> WORK TO BE COMPLETED:
Line by line, transcribe the data below exactly and pass over the images.
*** Opening GIVEN RECORDS ***
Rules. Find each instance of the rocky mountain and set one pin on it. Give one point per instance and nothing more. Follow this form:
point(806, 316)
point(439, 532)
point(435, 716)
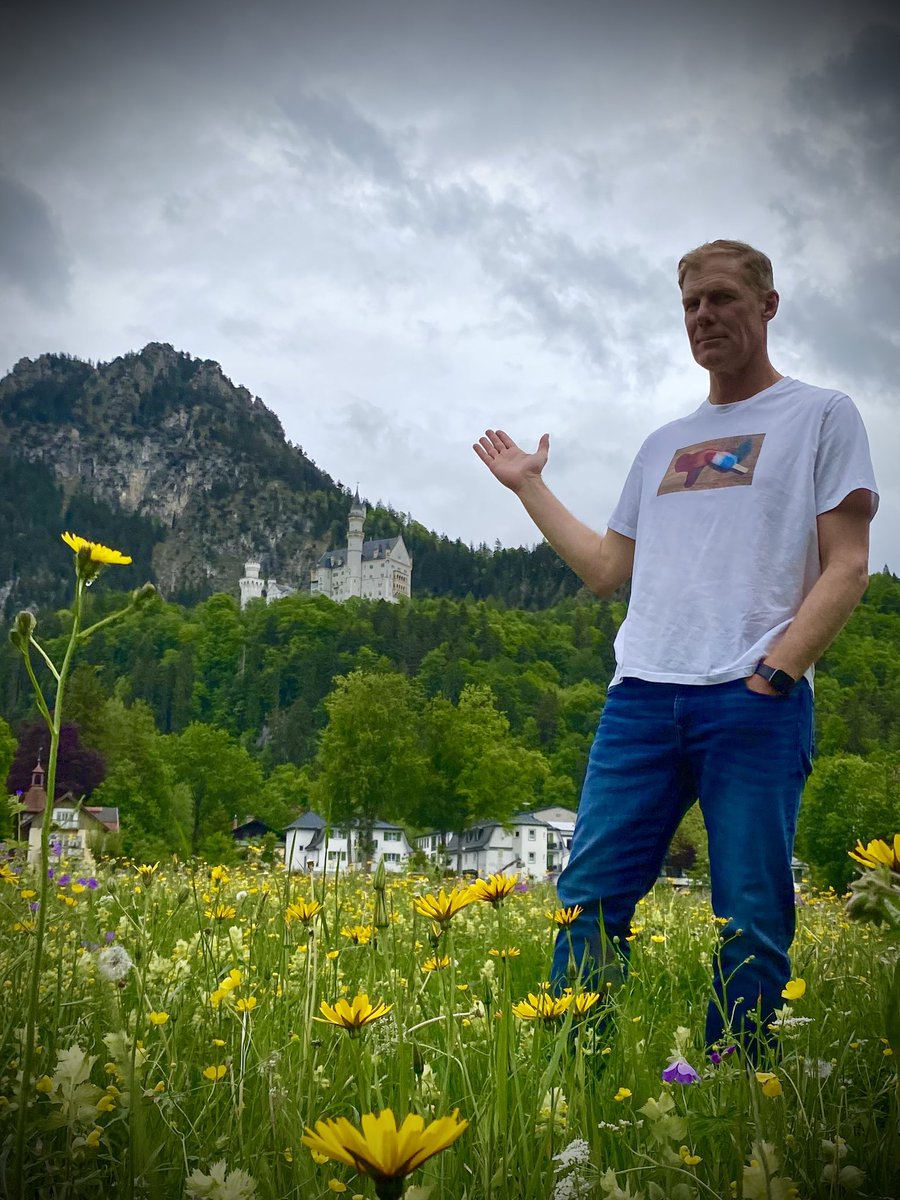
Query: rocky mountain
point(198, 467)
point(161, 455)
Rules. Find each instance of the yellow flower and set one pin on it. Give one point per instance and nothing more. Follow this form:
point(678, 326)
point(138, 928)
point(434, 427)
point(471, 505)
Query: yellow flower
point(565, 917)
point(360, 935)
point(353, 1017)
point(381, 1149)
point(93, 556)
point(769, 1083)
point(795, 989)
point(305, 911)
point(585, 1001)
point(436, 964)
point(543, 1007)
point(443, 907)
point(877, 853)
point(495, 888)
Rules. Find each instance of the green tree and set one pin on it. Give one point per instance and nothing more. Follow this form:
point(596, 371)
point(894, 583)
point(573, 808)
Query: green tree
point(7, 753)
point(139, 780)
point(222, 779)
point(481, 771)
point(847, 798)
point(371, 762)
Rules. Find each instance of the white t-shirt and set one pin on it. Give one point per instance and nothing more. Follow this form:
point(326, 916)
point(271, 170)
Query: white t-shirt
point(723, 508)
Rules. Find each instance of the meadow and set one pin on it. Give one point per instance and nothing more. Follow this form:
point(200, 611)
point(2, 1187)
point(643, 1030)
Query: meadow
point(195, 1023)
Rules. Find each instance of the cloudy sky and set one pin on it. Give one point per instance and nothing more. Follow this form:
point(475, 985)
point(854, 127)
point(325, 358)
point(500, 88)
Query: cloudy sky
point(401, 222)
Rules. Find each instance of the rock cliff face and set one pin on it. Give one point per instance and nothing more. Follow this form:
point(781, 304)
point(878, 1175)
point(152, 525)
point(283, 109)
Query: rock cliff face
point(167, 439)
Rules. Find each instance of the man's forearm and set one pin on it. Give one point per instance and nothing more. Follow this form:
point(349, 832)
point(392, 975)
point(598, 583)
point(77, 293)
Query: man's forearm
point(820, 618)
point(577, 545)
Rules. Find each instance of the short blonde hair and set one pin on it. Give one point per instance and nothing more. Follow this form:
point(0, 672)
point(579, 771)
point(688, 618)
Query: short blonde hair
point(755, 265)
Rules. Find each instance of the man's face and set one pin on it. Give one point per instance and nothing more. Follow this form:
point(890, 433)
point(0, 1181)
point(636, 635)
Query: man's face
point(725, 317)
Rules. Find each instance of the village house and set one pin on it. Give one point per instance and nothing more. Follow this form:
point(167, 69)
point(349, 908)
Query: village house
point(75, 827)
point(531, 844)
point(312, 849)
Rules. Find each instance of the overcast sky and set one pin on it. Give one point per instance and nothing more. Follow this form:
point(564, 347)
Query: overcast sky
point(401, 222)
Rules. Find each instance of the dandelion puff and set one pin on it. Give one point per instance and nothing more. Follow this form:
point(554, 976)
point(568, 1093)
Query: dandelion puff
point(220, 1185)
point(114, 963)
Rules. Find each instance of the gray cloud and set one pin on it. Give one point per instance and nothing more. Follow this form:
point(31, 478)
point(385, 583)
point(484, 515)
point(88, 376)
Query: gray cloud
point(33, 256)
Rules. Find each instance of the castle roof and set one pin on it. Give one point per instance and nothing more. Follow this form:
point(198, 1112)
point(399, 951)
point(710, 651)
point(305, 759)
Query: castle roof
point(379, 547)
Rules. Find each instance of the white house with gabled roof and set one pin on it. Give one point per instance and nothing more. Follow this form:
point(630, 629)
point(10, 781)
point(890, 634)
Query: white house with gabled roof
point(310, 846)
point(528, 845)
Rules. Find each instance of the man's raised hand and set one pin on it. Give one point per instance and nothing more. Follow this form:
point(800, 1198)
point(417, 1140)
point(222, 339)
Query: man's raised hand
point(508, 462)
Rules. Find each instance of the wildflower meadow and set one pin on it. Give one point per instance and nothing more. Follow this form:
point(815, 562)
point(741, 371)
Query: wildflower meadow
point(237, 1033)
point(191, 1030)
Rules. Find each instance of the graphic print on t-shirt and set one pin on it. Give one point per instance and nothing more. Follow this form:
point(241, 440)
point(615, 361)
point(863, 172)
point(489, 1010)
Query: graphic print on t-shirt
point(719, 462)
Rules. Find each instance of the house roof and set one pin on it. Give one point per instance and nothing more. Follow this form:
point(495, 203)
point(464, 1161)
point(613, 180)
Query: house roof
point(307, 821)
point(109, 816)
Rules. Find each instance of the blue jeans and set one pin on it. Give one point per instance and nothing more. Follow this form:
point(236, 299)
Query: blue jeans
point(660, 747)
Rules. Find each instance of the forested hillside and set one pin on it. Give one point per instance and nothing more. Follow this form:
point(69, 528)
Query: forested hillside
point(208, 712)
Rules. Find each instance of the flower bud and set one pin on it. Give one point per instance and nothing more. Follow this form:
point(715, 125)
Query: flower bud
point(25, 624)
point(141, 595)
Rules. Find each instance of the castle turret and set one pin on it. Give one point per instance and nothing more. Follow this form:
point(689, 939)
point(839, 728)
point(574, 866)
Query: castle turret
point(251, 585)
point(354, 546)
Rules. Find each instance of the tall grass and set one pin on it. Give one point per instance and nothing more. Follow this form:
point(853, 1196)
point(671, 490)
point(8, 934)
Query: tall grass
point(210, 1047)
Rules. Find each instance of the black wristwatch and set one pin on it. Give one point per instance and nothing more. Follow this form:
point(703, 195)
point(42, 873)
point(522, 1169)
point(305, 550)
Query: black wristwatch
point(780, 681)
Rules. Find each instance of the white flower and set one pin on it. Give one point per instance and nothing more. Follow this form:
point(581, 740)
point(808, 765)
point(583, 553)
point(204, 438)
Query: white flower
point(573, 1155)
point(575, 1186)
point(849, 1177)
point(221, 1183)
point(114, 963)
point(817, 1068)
*** Closing GIVEN RECORDS ***
> ANSWER FOR THIS EXERCISE:
Rules. Find each instance of the rocky mountain and set one pin on it. Give one point per instance and nothing more. Follow this form:
point(806, 316)
point(439, 532)
point(435, 716)
Query: rocky mountain
point(198, 467)
point(161, 455)
Rules. Find each instance of the yellow flower and set one pin on it. Give one point per instance and nothing more. Follow this form:
point(678, 326)
point(138, 928)
point(434, 427)
point(471, 505)
Query: yellow flower
point(565, 917)
point(360, 935)
point(353, 1017)
point(381, 1149)
point(93, 556)
point(769, 1083)
point(795, 989)
point(305, 911)
point(585, 1001)
point(436, 964)
point(543, 1007)
point(443, 907)
point(877, 853)
point(495, 888)
Rules. Find each instance of the green tree and set one pin on it. Give one point per instance and nothing more. Follow this form:
point(596, 371)
point(894, 583)
point(573, 808)
Query: green tree
point(7, 753)
point(139, 780)
point(222, 779)
point(481, 771)
point(847, 798)
point(371, 762)
Rules. Find each instance of the white t-shirt and set one pin on it. Give one point per instance and nothing more. Follow this form:
point(326, 916)
point(271, 170)
Query: white t-shirt
point(723, 508)
Rules. Find each instance of the meadow and set one pin on it. Give one point per instance and nothing more. Follow this form:
point(200, 611)
point(2, 1187)
point(643, 1030)
Query: meadow
point(195, 1023)
Rules. Find each instance of the cloudy sky and set one pin on it. Give one point per instance and nothing more. Follow this form:
point(475, 985)
point(854, 127)
point(325, 358)
point(500, 88)
Query: cloudy sky
point(401, 222)
Rules. Find each instance of the rock cliff face and set one pin on it. Give one point per instance and nothing more. Follow this form:
point(781, 304)
point(878, 1175)
point(152, 525)
point(283, 109)
Query: rock cliff face
point(167, 439)
Rules. Find each instance of the man's forearm and set one pin on it. Give one point per instance and nothing more. Follow this form:
point(349, 832)
point(392, 975)
point(598, 583)
point(77, 293)
Query: man's forearm
point(820, 618)
point(577, 545)
Rules. Find each instance of the short blonde hair and set one pin on it. Give one point per instance and nothing more. Follow this form:
point(0, 672)
point(579, 771)
point(688, 618)
Query: short blonde hair
point(755, 265)
Rules. Find each instance of the man's face and set one pin on it. Give one point per instance and nothing more. Follow this form:
point(890, 433)
point(0, 1181)
point(636, 635)
Query: man's face
point(725, 317)
Rules. Find each instance of the village house and set one pin on it. Give one point per instance and nothing more. Follow this form:
point(167, 69)
point(349, 908)
Query: village house
point(75, 827)
point(531, 844)
point(312, 849)
Rules. Find each instance of the overcast sky and set one pin on it. Give one point per instance and nothing more. Follow this form:
point(564, 347)
Query: overcast sky
point(401, 222)
Rules. Find each instance of the dandelion puff and set one pin on it. Give one point per instance and nothing more. Follow this form:
point(554, 976)
point(568, 1093)
Query: dandelion puff
point(220, 1185)
point(114, 963)
Rules. Find each instance of the gray cloud and set one pin on it. Give one point per instance and nothing more. Follow this form:
point(31, 478)
point(385, 583)
point(484, 515)
point(88, 376)
Query: gray cloud
point(33, 256)
Rules. Find each instance of the castle roof and set one pin on it. Give one point per instance and nothing more. Follow this form:
point(198, 1112)
point(399, 951)
point(710, 651)
point(305, 759)
Query: castle roof
point(379, 547)
Rules. Find each instance of the white house with gabled roof and set one pin on it. Give one point per instance and nothing more. Follow this form:
point(630, 629)
point(10, 781)
point(890, 634)
Query: white house with gabled roof
point(310, 846)
point(528, 845)
Rules. Find each instance of the man's raised hand and set one pin on it. Give one point per instance and nothing more. Follow this form:
point(800, 1198)
point(417, 1140)
point(222, 339)
Query: man's raised hand
point(508, 462)
Rules. Find each instance of the wildflower meadow and set one pin on it. Give one point per instance and nothing more. Follow this form:
point(815, 562)
point(741, 371)
Query: wildflower meadow
point(237, 1033)
point(191, 1030)
Rules. Find each instance of the graphic print on t-shirt and set one pin on it. Give one point per instance and nothing more. Follow this form:
point(241, 440)
point(615, 361)
point(863, 172)
point(489, 1010)
Query: graphic print on t-shirt
point(719, 462)
Rules. Find each instance of the house roof and set one pin on it. Give one point per instance and nothing more. Follow this form:
point(495, 203)
point(464, 1161)
point(613, 180)
Query: house roof
point(307, 821)
point(109, 816)
Rules. Find each instance of the blue jeans and set one pin on it. Give one point per instance and nothing more. Follow this form:
point(236, 299)
Query: blue jeans
point(660, 747)
Rules. Find each instance of the forested hillside and set one pin on it. Give one point per instance and nothing more. Follow this form:
point(69, 528)
Query: forested hillside
point(208, 712)
Rules. Find each instance of the flower bud and set one pin on it. Give one point per instance and nothing more. Follow this form:
point(715, 125)
Query: flower bud
point(25, 624)
point(141, 595)
Rules. Find each instance of the castle turret and set one pin on it. Give one point per instance and nothing more. Follow this form:
point(689, 939)
point(839, 728)
point(574, 866)
Query: castle turret
point(251, 585)
point(354, 546)
Rules. Find each instance of the tall grass and set one pin on it. Give one point per instance and nothing more. Follow this form:
point(853, 1196)
point(671, 490)
point(8, 934)
Query: tall grass
point(210, 1047)
Rules. Find each instance of the black wristwatch and set one pin on it. Give one point per instance and nothing more. Follow this form:
point(703, 195)
point(42, 873)
point(522, 1169)
point(305, 550)
Query: black wristwatch
point(780, 681)
Rules. Find each instance of the white flower and set one pin on it. Give one point per instance and nothing more. Follow this form:
point(581, 740)
point(808, 765)
point(583, 553)
point(204, 438)
Query: white flower
point(573, 1155)
point(575, 1186)
point(849, 1177)
point(221, 1183)
point(114, 963)
point(817, 1068)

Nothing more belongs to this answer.